Richard Sennett em The Fall of Public Man acredita que o mundo é ainda uma peça de teatro (theatrum mundi). A cidade é um palco. A existência é uma atuação contínua. A tradição cristã, por exemplo, acredita que Deus é o único espectador que nos observa sempre.
A ideia de que o ser humano adota ininterruptamente diferentes papéis para conseguir viver, concebe pois a vida social como uma experiência estética contínua.
Para Sennett muito mais importante do que cultivar a auto-expressão deve-se sim desenvolver a capacidade de atuar, de modo a garantir a existência de uma cultura com vida pública.
Esta ideia de que o mundo é uma peça de teatro considera que todo o ser humano é um ser criador por excelência, é um ser capaz de representar, de se adaptar, e de se recriar constantemente.
Esta visão do theatrum mundi, para Sennett, contém uma verdade fundamental: a capacidade de atuar só é possível se houver na infância condições, espaço e tempo para brincar.

Desafio A — Apresente como uma lista JSON de strings tudo o que vai da linha que contém "locate man's hand?" até a linha que contém "top-left (340, 383), bottom-right (422, 426)" nos registros abaixo, incluindo as duas. Use uma string para cada linha e deixe de fora as linhas em branco.
Os registros não têm nenhuma relação com o texto.

Material do exercício —
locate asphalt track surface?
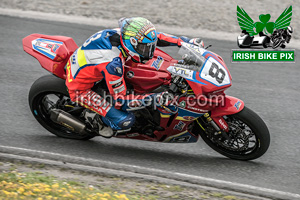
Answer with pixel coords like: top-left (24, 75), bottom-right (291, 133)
top-left (0, 15), bottom-right (300, 197)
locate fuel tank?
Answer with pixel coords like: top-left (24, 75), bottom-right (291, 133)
top-left (125, 48), bottom-right (178, 93)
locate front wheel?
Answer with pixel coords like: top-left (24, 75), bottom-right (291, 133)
top-left (198, 107), bottom-right (270, 160)
top-left (29, 75), bottom-right (95, 140)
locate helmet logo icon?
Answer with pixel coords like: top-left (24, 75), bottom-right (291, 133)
top-left (130, 37), bottom-right (137, 46)
top-left (150, 31), bottom-right (155, 39)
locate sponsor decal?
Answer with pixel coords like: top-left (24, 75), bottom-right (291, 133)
top-left (113, 85), bottom-right (125, 94)
top-left (127, 133), bottom-right (140, 137)
top-left (151, 56), bottom-right (164, 70)
top-left (234, 101), bottom-right (242, 110)
top-left (116, 67), bottom-right (122, 74)
top-left (187, 106), bottom-right (208, 113)
top-left (182, 116), bottom-right (195, 121)
top-left (112, 81), bottom-right (123, 88)
top-left (126, 71), bottom-right (134, 78)
top-left (128, 100), bottom-right (143, 108)
top-left (174, 121), bottom-right (185, 131)
top-left (31, 38), bottom-right (63, 60)
top-left (179, 101), bottom-right (186, 108)
top-left (232, 6), bottom-right (295, 62)
top-left (122, 121), bottom-right (131, 127)
top-left (219, 119), bottom-right (228, 130)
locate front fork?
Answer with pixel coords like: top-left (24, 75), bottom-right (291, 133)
top-left (197, 96), bottom-right (244, 137)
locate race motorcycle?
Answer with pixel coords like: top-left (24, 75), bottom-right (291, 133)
top-left (23, 34), bottom-right (270, 160)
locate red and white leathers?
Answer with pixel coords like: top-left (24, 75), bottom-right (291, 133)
top-left (66, 29), bottom-right (189, 129)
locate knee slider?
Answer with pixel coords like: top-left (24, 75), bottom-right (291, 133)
top-left (117, 113), bottom-right (135, 129)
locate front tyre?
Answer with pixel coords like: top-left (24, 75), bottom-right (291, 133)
top-left (29, 75), bottom-right (95, 140)
top-left (198, 106), bottom-right (270, 160)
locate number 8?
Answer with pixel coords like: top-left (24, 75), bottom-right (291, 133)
top-left (209, 63), bottom-right (225, 84)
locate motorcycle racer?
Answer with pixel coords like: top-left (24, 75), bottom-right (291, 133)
top-left (66, 17), bottom-right (203, 137)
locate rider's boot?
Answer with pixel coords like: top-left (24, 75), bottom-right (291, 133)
top-left (83, 109), bottom-right (114, 138)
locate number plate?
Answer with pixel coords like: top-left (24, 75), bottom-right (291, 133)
top-left (200, 57), bottom-right (230, 87)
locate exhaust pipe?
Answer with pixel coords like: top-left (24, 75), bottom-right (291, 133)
top-left (50, 109), bottom-right (86, 134)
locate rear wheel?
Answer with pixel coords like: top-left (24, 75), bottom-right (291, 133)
top-left (29, 75), bottom-right (95, 140)
top-left (198, 107), bottom-right (270, 160)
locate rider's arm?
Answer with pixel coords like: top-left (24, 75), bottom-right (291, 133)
top-left (157, 32), bottom-right (190, 47)
top-left (102, 57), bottom-right (126, 99)
top-left (157, 32), bottom-right (204, 47)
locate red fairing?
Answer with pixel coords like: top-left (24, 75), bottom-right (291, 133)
top-left (125, 48), bottom-right (178, 93)
top-left (211, 96), bottom-right (245, 117)
top-left (23, 34), bottom-right (78, 79)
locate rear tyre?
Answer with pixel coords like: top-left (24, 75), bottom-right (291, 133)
top-left (199, 107), bottom-right (270, 160)
top-left (29, 75), bottom-right (95, 140)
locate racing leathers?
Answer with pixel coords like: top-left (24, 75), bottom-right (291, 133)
top-left (66, 29), bottom-right (190, 130)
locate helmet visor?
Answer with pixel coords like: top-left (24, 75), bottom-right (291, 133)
top-left (133, 40), bottom-right (157, 60)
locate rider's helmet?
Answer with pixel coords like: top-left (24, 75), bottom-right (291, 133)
top-left (119, 17), bottom-right (157, 63)
top-left (286, 26), bottom-right (293, 35)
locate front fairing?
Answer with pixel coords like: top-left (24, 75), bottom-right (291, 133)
top-left (167, 43), bottom-right (231, 95)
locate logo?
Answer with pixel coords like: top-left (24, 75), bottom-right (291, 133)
top-left (116, 67), bottom-right (123, 74)
top-left (122, 121), bottom-right (131, 127)
top-left (232, 6), bottom-right (295, 62)
top-left (234, 101), bottom-right (242, 110)
top-left (179, 101), bottom-right (186, 108)
top-left (219, 119), bottom-right (228, 129)
top-left (151, 56), bottom-right (164, 70)
top-left (126, 71), bottom-right (134, 78)
top-left (174, 121), bottom-right (185, 131)
top-left (128, 100), bottom-right (143, 108)
top-left (183, 116), bottom-right (195, 121)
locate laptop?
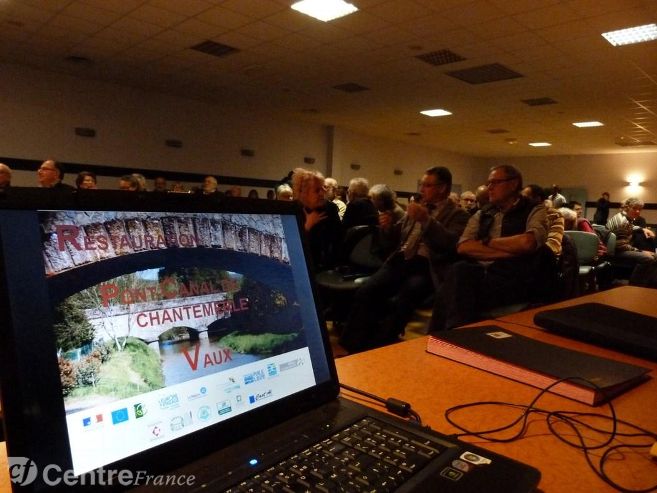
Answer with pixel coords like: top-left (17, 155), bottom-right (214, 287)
top-left (534, 303), bottom-right (657, 361)
top-left (0, 188), bottom-right (540, 493)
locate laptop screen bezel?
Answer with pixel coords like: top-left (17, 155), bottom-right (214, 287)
top-left (0, 188), bottom-right (339, 491)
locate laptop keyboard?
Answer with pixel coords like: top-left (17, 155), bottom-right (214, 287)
top-left (226, 417), bottom-right (445, 493)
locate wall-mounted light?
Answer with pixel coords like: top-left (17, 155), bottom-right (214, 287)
top-left (625, 174), bottom-right (645, 188)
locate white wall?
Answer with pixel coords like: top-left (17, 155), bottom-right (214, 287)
top-left (0, 60), bottom-right (657, 212)
top-left (333, 128), bottom-right (485, 192)
top-left (0, 65), bottom-right (327, 187)
top-left (485, 155), bottom-right (657, 224)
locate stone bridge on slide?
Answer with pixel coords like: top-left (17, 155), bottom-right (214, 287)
top-left (39, 211), bottom-right (289, 276)
top-left (85, 293), bottom-right (242, 349)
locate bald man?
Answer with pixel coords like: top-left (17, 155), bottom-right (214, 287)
top-left (0, 163), bottom-right (11, 190)
top-left (37, 159), bottom-right (74, 190)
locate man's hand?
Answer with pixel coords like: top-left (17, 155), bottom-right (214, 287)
top-left (406, 202), bottom-right (429, 224)
top-left (304, 211), bottom-right (326, 231)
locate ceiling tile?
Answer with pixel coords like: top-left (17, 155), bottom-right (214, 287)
top-left (370, 0), bottom-right (434, 23)
top-left (234, 21), bottom-right (289, 41)
top-left (129, 5), bottom-right (187, 27)
top-left (196, 7), bottom-right (253, 29)
top-left (221, 0), bottom-right (286, 19)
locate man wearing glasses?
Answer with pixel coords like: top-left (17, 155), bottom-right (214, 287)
top-left (37, 159), bottom-right (73, 190)
top-left (340, 166), bottom-right (470, 352)
top-left (432, 165), bottom-right (548, 329)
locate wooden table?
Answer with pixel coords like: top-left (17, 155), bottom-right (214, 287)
top-left (336, 287), bottom-right (657, 493)
top-left (0, 287), bottom-right (657, 493)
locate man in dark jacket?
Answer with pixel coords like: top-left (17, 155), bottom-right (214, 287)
top-left (432, 165), bottom-right (548, 330)
top-left (340, 166), bottom-right (470, 352)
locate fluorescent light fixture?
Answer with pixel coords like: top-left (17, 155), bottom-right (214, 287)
top-left (602, 24), bottom-right (657, 46)
top-left (292, 0), bottom-right (358, 22)
top-left (573, 122), bottom-right (604, 128)
top-left (420, 108), bottom-right (452, 117)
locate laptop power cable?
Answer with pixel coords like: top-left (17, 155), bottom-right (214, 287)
top-left (340, 383), bottom-right (422, 426)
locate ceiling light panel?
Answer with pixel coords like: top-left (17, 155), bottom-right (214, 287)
top-left (573, 121), bottom-right (604, 128)
top-left (420, 108), bottom-right (452, 117)
top-left (602, 24), bottom-right (657, 46)
top-left (292, 0), bottom-right (358, 22)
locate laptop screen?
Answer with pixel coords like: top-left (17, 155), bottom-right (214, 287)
top-left (0, 188), bottom-right (335, 488)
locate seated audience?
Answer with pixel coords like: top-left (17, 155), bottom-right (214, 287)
top-left (0, 163), bottom-right (11, 190)
top-left (432, 165), bottom-right (548, 330)
top-left (340, 166), bottom-right (469, 352)
top-left (153, 176), bottom-right (169, 193)
top-left (276, 183), bottom-right (294, 200)
top-left (292, 168), bottom-right (342, 271)
top-left (37, 159), bottom-right (73, 190)
top-left (132, 173), bottom-right (148, 192)
top-left (461, 190), bottom-right (477, 215)
top-left (593, 192), bottom-right (611, 226)
top-left (201, 175), bottom-right (223, 197)
top-left (632, 209), bottom-right (657, 252)
top-left (342, 178), bottom-right (379, 231)
top-left (119, 175), bottom-right (140, 192)
top-left (607, 197), bottom-right (657, 288)
top-left (324, 177), bottom-right (347, 220)
top-left (75, 171), bottom-right (98, 190)
top-left (521, 184), bottom-right (570, 258)
top-left (369, 183), bottom-right (405, 224)
top-left (472, 185), bottom-right (489, 210)
top-left (548, 185), bottom-right (567, 209)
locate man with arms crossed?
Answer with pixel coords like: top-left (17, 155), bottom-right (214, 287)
top-left (432, 165), bottom-right (547, 330)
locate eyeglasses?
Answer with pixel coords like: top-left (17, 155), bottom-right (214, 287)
top-left (486, 177), bottom-right (515, 187)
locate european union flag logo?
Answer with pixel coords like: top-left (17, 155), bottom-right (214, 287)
top-left (112, 407), bottom-right (128, 425)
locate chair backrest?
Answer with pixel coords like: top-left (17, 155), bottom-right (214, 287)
top-left (348, 226), bottom-right (383, 270)
top-left (607, 231), bottom-right (616, 257)
top-left (564, 230), bottom-right (600, 265)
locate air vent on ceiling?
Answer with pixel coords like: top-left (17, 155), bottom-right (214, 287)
top-left (520, 98), bottom-right (557, 106)
top-left (616, 137), bottom-right (657, 147)
top-left (447, 63), bottom-right (523, 84)
top-left (415, 50), bottom-right (465, 66)
top-left (190, 41), bottom-right (240, 57)
top-left (333, 82), bottom-right (370, 92)
top-left (64, 55), bottom-right (94, 65)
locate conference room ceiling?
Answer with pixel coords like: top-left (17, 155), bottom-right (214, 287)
top-left (0, 0), bottom-right (657, 157)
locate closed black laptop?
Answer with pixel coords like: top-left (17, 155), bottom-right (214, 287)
top-left (0, 189), bottom-right (540, 493)
top-left (534, 303), bottom-right (657, 361)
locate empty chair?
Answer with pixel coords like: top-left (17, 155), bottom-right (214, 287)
top-left (315, 226), bottom-right (383, 325)
top-left (564, 230), bottom-right (611, 292)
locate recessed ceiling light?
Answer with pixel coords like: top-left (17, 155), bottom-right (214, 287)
top-left (573, 122), bottom-right (604, 128)
top-left (420, 108), bottom-right (452, 117)
top-left (292, 0), bottom-right (358, 22)
top-left (602, 24), bottom-right (657, 46)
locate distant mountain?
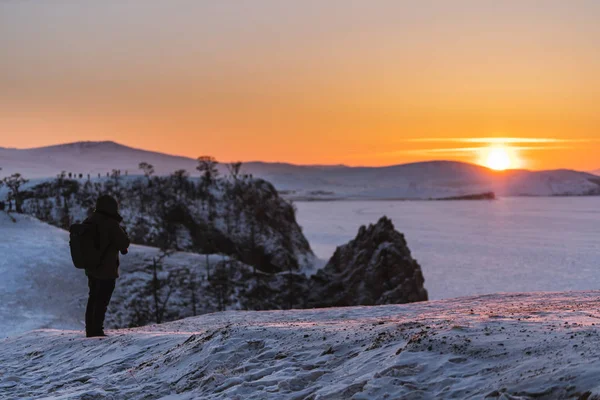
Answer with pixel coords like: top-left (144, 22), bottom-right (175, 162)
top-left (0, 142), bottom-right (600, 199)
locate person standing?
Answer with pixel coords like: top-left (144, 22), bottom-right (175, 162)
top-left (85, 195), bottom-right (131, 337)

Desafio B — Por favor, extraia do texto fornecido, sem nenhuma alteração, tudo o que vai de "Para Sennett muito" até "com vida pública.".

Resultado do exercício A —
[
  "locate man's hand?",
  "Answer with pixel coords like: top-left (17, 155), bottom-right (214, 287)",
  "top-left (406, 202), bottom-right (429, 224)",
  "top-left (304, 211), bottom-right (326, 231)",
  "locate ceiling tile?",
  "Answer with pixel coords like: top-left (17, 155), bottom-right (214, 287)",
  "top-left (370, 0), bottom-right (434, 23)",
  "top-left (234, 21), bottom-right (289, 41)",
  "top-left (129, 5), bottom-right (187, 27)",
  "top-left (196, 7), bottom-right (253, 29)",
  "top-left (221, 0), bottom-right (286, 19)",
  "locate man wearing glasses?",
  "Answer with pixel coords like: top-left (17, 155), bottom-right (214, 287)",
  "top-left (37, 159), bottom-right (73, 190)",
  "top-left (340, 166), bottom-right (470, 352)",
  "top-left (432, 165), bottom-right (548, 329)",
  "locate wooden table?",
  "Answer with pixel coords like: top-left (17, 155), bottom-right (214, 287)",
  "top-left (336, 287), bottom-right (657, 493)",
  "top-left (0, 287), bottom-right (657, 493)",
  "locate man in dark jacket?",
  "Answer with pixel coords like: top-left (17, 155), bottom-right (214, 287)",
  "top-left (432, 165), bottom-right (548, 330)",
  "top-left (340, 166), bottom-right (470, 352)",
  "locate fluorescent light fixture?",
  "Answer with pixel coords like: top-left (17, 155), bottom-right (214, 287)",
  "top-left (602, 24), bottom-right (657, 46)",
  "top-left (292, 0), bottom-right (358, 22)",
  "top-left (573, 122), bottom-right (604, 128)",
  "top-left (420, 108), bottom-right (452, 117)",
  "locate laptop power cable?",
  "Answer with pixel coords like: top-left (17, 155), bottom-right (214, 287)",
  "top-left (340, 383), bottom-right (422, 426)"
]

Resultado do exercício B —
Para Sennett muito mais importante do que cultivar a auto-expressão deve-se sim desenvolver a capacidade de atuar, de modo a garantir a existência de uma cultura com vida pública.